══ EXTRACTED INFORMATION
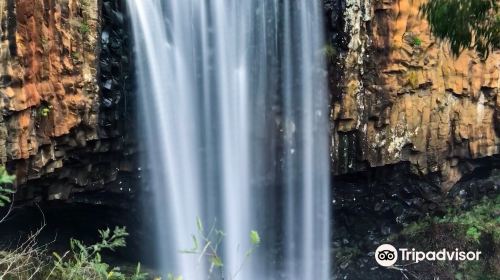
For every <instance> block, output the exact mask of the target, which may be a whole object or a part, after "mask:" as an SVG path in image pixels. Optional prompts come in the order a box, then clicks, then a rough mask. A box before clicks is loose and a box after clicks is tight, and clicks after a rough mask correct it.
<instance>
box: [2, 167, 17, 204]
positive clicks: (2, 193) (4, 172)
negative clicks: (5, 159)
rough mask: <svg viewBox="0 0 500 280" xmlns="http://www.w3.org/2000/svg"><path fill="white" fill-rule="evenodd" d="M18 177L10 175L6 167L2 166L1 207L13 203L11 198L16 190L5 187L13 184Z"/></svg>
mask: <svg viewBox="0 0 500 280" xmlns="http://www.w3.org/2000/svg"><path fill="white" fill-rule="evenodd" d="M15 179H16V176H13V175H9V173H8V172H7V170H5V166H0V207H4V206H5V205H6V204H8V203H11V196H12V194H13V193H15V191H14V190H12V189H8V188H5V187H3V185H5V184H12V183H13V182H14V180H15Z"/></svg>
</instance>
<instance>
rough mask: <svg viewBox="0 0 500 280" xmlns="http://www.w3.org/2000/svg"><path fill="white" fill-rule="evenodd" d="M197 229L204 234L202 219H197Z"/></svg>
mask: <svg viewBox="0 0 500 280" xmlns="http://www.w3.org/2000/svg"><path fill="white" fill-rule="evenodd" d="M196 227H197V228H198V231H199V232H203V223H202V222H201V219H200V217H196Z"/></svg>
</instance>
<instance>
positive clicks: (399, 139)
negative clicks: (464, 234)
mask: <svg viewBox="0 0 500 280" xmlns="http://www.w3.org/2000/svg"><path fill="white" fill-rule="evenodd" d="M342 2H343V3H344V6H345V10H344V20H345V33H347V34H348V36H347V37H348V40H347V41H348V43H347V46H346V48H345V50H342V51H341V57H340V60H339V63H340V64H341V65H342V67H343V70H344V77H342V80H341V81H340V83H341V85H342V88H341V90H340V91H335V92H333V95H334V104H333V106H332V120H333V121H334V123H335V125H334V133H333V139H332V142H333V147H334V148H333V163H334V166H335V171H336V173H337V174H344V173H350V172H356V171H362V170H367V169H368V168H370V167H377V166H384V165H388V164H396V163H398V162H401V161H408V162H410V163H411V168H412V172H413V173H414V174H419V175H427V174H436V175H438V177H439V181H440V182H439V183H440V184H441V186H442V188H443V189H444V190H448V189H449V188H450V187H451V186H453V185H454V183H456V182H457V181H458V180H459V179H460V178H461V177H462V176H463V175H464V174H466V173H468V172H470V171H471V170H473V169H474V168H475V167H477V166H478V165H477V164H476V162H475V161H474V159H478V158H483V157H488V156H492V155H495V154H498V153H499V145H500V138H499V136H500V134H499V133H500V130H499V128H500V96H499V88H500V52H498V51H496V52H494V53H493V54H491V55H490V56H489V57H488V59H486V60H481V59H480V58H479V57H478V56H477V55H476V53H475V52H474V51H464V52H463V53H462V54H461V55H460V56H459V57H453V56H452V54H451V52H450V50H449V47H448V45H447V44H446V43H443V42H438V41H436V39H435V38H433V36H432V34H431V33H430V30H429V26H428V23H427V22H426V21H425V20H424V19H422V17H421V15H420V14H419V7H420V5H421V4H422V3H423V0H418V1H412V0H380V1H378V0H377V1H369V0H346V1H345V2H344V1H342Z"/></svg>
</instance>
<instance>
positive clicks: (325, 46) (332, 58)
mask: <svg viewBox="0 0 500 280" xmlns="http://www.w3.org/2000/svg"><path fill="white" fill-rule="evenodd" d="M337 54H338V52H337V49H336V48H335V47H334V46H333V45H332V44H326V45H325V47H324V48H323V55H324V56H325V59H326V61H328V62H333V61H334V60H335V58H336V57H337Z"/></svg>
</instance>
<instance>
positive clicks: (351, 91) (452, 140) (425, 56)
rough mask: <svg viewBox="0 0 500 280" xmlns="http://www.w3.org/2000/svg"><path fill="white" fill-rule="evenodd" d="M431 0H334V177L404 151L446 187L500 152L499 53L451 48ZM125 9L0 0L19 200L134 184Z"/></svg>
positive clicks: (412, 165)
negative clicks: (21, 199)
mask: <svg viewBox="0 0 500 280" xmlns="http://www.w3.org/2000/svg"><path fill="white" fill-rule="evenodd" d="M422 1H423V0H413V1H412V0H371V1H370V0H331V1H325V3H326V4H325V7H326V13H327V25H328V27H329V28H328V29H329V31H330V34H329V35H330V36H329V37H328V39H329V40H330V43H329V44H330V45H331V46H330V47H329V48H328V49H329V56H332V57H331V63H330V64H331V65H330V66H329V76H330V78H331V83H330V85H331V88H332V111H331V119H332V123H333V125H332V162H333V166H334V172H335V174H336V175H341V174H348V173H354V172H359V171H367V170H369V169H370V168H373V167H381V166H386V165H393V164H397V163H400V162H409V163H410V168H411V172H412V173H413V174H416V175H418V176H427V175H429V174H433V175H436V176H437V177H438V178H439V182H437V184H439V185H440V186H441V187H442V188H443V189H444V190H448V189H449V188H450V187H452V186H453V185H454V184H455V183H456V182H457V181H458V180H459V179H460V178H462V177H463V175H465V174H467V173H469V172H471V171H472V170H474V169H475V168H476V167H478V166H481V165H484V164H486V165H487V164H488V161H487V160H486V161H485V160H481V161H477V160H476V159H479V158H488V157H490V156H493V155H496V154H499V153H500V151H499V145H500V137H499V136H500V134H499V133H500V96H499V94H498V93H499V88H500V62H499V61H500V52H498V51H496V52H494V53H492V54H491V55H490V56H489V57H488V59H486V60H481V59H480V58H479V57H478V56H477V55H476V54H475V52H473V51H465V52H463V53H462V54H461V55H460V56H459V57H453V56H452V54H451V52H450V51H449V47H448V46H447V44H446V43H444V42H438V41H436V40H435V38H433V36H432V35H431V33H430V31H429V26H428V24H427V23H426V21H425V20H423V19H422V18H421V16H420V14H419V6H420V5H421V4H422V3H423V2H422ZM123 11H124V7H123V3H122V1H118V0H116V1H115V0H104V1H97V0H49V1H48V0H0V29H1V34H2V37H1V44H0V58H1V61H2V63H1V65H0V96H1V98H0V107H1V109H2V113H1V115H0V163H1V164H7V166H8V167H9V169H10V170H15V172H16V175H17V178H18V182H17V183H18V185H19V186H20V197H21V198H23V199H32V198H44V199H67V198H69V197H70V193H80V192H84V191H88V190H92V191H95V190H98V191H99V190H103V189H105V188H107V187H109V186H110V185H112V186H113V188H114V189H116V190H124V189H125V190H129V189H130V188H131V187H132V185H133V183H127V184H124V182H125V181H130V180H126V179H125V178H129V179H130V178H135V177H136V176H137V172H135V171H136V169H137V166H136V163H135V162H136V161H135V156H134V154H135V151H134V149H135V145H127V143H128V142H130V141H131V139H130V137H129V135H131V133H127V131H129V132H130V126H128V129H124V127H123V126H124V124H125V123H128V124H130V123H133V122H128V121H127V120H129V119H131V118H133V114H129V113H128V112H130V108H129V107H128V106H131V107H133V104H134V101H133V100H131V101H129V102H127V93H129V92H130V90H129V88H128V86H130V79H129V75H130V73H131V71H130V69H129V68H128V65H129V59H128V55H129V50H128V48H127V44H126V41H127V37H128V36H129V32H128V31H127V30H126V23H125V21H126V17H125V16H124V15H123ZM329 59H330V58H329ZM130 98H131V96H129V99H130ZM132 132H133V130H132ZM132 134H133V133H132ZM494 162H497V161H494ZM122 179H123V180H122ZM134 180H135V179H133V180H132V181H134ZM29 186H33V188H30V187H29ZM113 188H112V189H113ZM108 189H109V188H108Z"/></svg>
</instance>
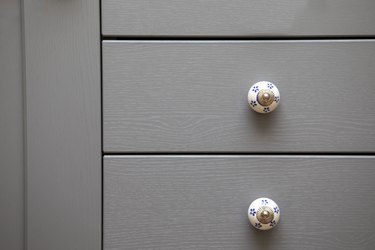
════
◆ DESCRIPTION OF THE TASK
Set down every entry exactly; omit the pictures.

◆ ANSWER TO THE PROBLEM
For every <instance> block, output the exact mask of the target, which may be a whole object or a part, after "mask:" as an SVG path in image pixels. Optional prompts come in the order a box, then clicks, then a rough mask. A box before clicks is loose and a box after clicks is tight, and clicks after a rough mask correct it.
<instance>
box: [2, 167, 17, 204]
positive clicks: (2, 193) (4, 172)
negative clicks: (5, 159)
rough mask: <svg viewBox="0 0 500 280" xmlns="http://www.w3.org/2000/svg"><path fill="white" fill-rule="evenodd" d="M18 177L10 175L6 167L2 166L1 207L13 203L11 198L16 190L5 187L13 184Z"/></svg>
mask: <svg viewBox="0 0 500 280" xmlns="http://www.w3.org/2000/svg"><path fill="white" fill-rule="evenodd" d="M15 179H16V176H13V175H9V173H8V172H7V170H5V166H0V207H4V206H5V205H6V204H8V203H11V196H12V194H13V193H15V191H14V190H12V189H8V188H5V187H3V185H5V184H12V183H13V182H14V180H15Z"/></svg>
</instance>
<instance>
rough mask: <svg viewBox="0 0 500 280" xmlns="http://www.w3.org/2000/svg"><path fill="white" fill-rule="evenodd" d="M197 229L204 234L202 219H197Z"/></svg>
mask: <svg viewBox="0 0 500 280" xmlns="http://www.w3.org/2000/svg"><path fill="white" fill-rule="evenodd" d="M196 227H197V228H198V231H199V232H203V223H202V222H201V219H200V217H196Z"/></svg>
</instance>
<instance>
positive clicks: (399, 139)
negative clicks: (464, 234)
mask: <svg viewBox="0 0 500 280" xmlns="http://www.w3.org/2000/svg"><path fill="white" fill-rule="evenodd" d="M342 2H343V3H344V6H345V10H344V20H345V33H347V34H348V36H347V37H348V40H347V41H348V43H347V46H346V48H345V50H342V51H341V57H340V60H339V63H340V64H341V65H342V67H343V70H344V77H342V80H341V81H340V83H341V85H342V88H341V90H340V91H335V92H333V95H334V104H333V106H332V120H333V121H334V123H335V125H334V133H333V139H332V142H333V147H334V148H333V163H334V166H335V171H336V173H337V174H344V173H350V172H356V171H362V170H367V169H368V168H370V167H377V166H384V165H388V164H396V163H398V162H401V161H408V162H410V163H411V168H412V172H413V173H414V174H419V175H427V174H436V175H438V177H439V181H440V182H439V183H440V184H441V186H442V188H443V189H444V190H448V189H449V188H450V187H451V186H453V185H454V183H456V182H457V181H458V180H459V179H460V178H461V177H462V176H463V175H464V174H466V173H468V172H470V171H471V170H473V169H474V168H475V167H477V166H478V165H477V164H476V162H475V161H474V159H478V158H483V157H488V156H492V155H495V154H498V153H499V145H500V138H499V136H500V134H499V133H500V130H499V128H500V96H499V88H500V52H498V51H496V52H494V53H493V54H491V55H490V56H489V57H488V59H486V60H481V59H480V58H479V57H478V56H477V55H476V53H475V52H474V51H464V52H463V53H462V54H461V55H460V56H459V57H453V56H452V54H451V52H450V50H449V47H448V45H447V44H446V43H443V42H438V41H436V39H435V38H433V36H432V34H431V33H430V30H429V26H428V23H427V22H426V21H425V20H424V19H422V17H421V15H420V14H419V7H420V5H421V4H422V3H423V0H418V1H412V0H380V1H378V0H377V1H369V0H346V1H345V2H344V1H342Z"/></svg>
</instance>
<instance>
positive clicks: (325, 46) (332, 58)
mask: <svg viewBox="0 0 500 280" xmlns="http://www.w3.org/2000/svg"><path fill="white" fill-rule="evenodd" d="M337 54H338V52H337V49H336V48H335V47H334V46H333V45H332V44H326V45H325V47H324V48H323V55H324V56H325V59H326V61H328V62H333V61H334V60H335V58H336V57H337Z"/></svg>
</instance>
<instance>
positive clicks: (351, 91) (452, 140) (425, 56)
rough mask: <svg viewBox="0 0 500 280" xmlns="http://www.w3.org/2000/svg"><path fill="white" fill-rule="evenodd" d="M431 0H334V177L404 151L446 187L500 152L499 53L451 48ZM125 9L0 0L19 200L134 184Z"/></svg>
positive clicks: (412, 165)
negative clicks: (21, 199)
mask: <svg viewBox="0 0 500 280" xmlns="http://www.w3.org/2000/svg"><path fill="white" fill-rule="evenodd" d="M422 1H423V0H413V1H412V0H371V1H370V0H331V1H325V3H326V4H325V7H326V13H327V25H328V27H329V28H328V29H329V31H330V34H329V35H330V36H329V37H328V39H329V40H330V43H329V44H330V45H331V46H330V47H329V48H328V49H329V56H332V57H331V63H330V64H331V65H330V66H329V76H330V78H331V83H330V85H331V88H332V111H331V119H332V123H333V125H332V162H333V166H334V172H335V174H336V175H341V174H348V173H354V172H359V171H367V170H369V169H370V168H373V167H381V166H386V165H393V164H397V163H400V162H409V163H410V168H411V172H412V173H413V174H416V175H418V176H427V175H429V174H433V175H436V176H437V177H438V178H439V182H437V184H439V185H440V186H441V187H442V188H443V189H444V190H448V189H449V188H450V187H452V186H453V185H454V184H455V183H456V182H457V181H458V180H459V179H460V178H462V177H463V175H465V174H467V173H469V172H471V171H472V170H474V169H475V168H476V167H478V166H481V165H484V164H486V165H487V164H488V161H487V160H486V161H485V160H481V161H477V160H476V159H479V158H488V157H490V156H493V155H496V154H499V153H500V151H499V145H500V137H499V136H500V134H499V133H500V96H499V94H498V93H499V88H500V62H499V61H500V52H498V51H496V52H494V53H492V54H491V55H490V56H489V57H488V59H486V60H481V59H480V58H479V57H478V56H477V55H476V54H475V52H473V51H465V52H463V53H462V54H461V55H460V56H459V57H453V56H452V54H451V52H450V51H449V47H448V46H447V44H446V43H444V42H438V41H436V40H435V38H433V36H432V35H431V33H430V31H429V26H428V24H427V23H426V21H425V20H423V19H422V18H421V16H420V14H419V6H420V5H421V4H422V3H423V2H422ZM123 11H124V7H123V3H122V1H118V0H116V1H115V0H104V1H97V0H49V1H48V0H0V29H1V34H2V37H1V44H0V58H1V61H2V63H1V65H0V96H1V98H0V107H1V109H2V113H1V115H0V163H1V164H7V166H8V167H9V169H10V170H15V172H16V175H17V178H18V182H17V183H18V185H19V186H20V197H21V198H23V199H32V198H44V199H67V198H69V197H70V193H80V192H84V191H88V190H92V191H95V190H98V191H99V190H103V189H105V188H107V187H109V186H110V185H112V186H113V188H114V189H116V190H124V189H125V190H129V189H130V188H131V187H132V185H133V183H127V184H124V182H125V181H130V180H126V179H125V178H129V179H130V178H135V177H136V176H137V172H135V171H136V169H137V166H136V163H135V162H136V161H135V156H134V154H135V151H134V149H135V145H127V143H128V142H130V141H131V139H130V137H129V135H131V133H127V131H129V132H130V126H128V129H124V127H123V126H124V124H125V123H128V124H130V123H133V122H128V121H127V120H129V119H131V118H133V114H129V113H128V112H130V108H129V107H128V106H131V107H133V104H134V101H133V100H131V101H129V102H127V93H129V92H130V90H129V88H128V86H130V79H129V75H130V73H131V71H130V69H129V68H128V65H129V59H128V55H129V50H128V48H127V44H126V41H127V37H128V36H129V32H128V31H127V30H126V23H125V21H126V17H125V16H124V15H123ZM329 59H330V58H329ZM130 98H131V96H129V99H130ZM132 132H133V130H132ZM132 134H133V133H132ZM494 162H497V161H494ZM122 179H123V180H122ZM134 180H135V179H133V180H132V181H134ZM29 186H33V188H30V187H29ZM113 188H112V189H113ZM108 189H109V188H108Z"/></svg>
</instance>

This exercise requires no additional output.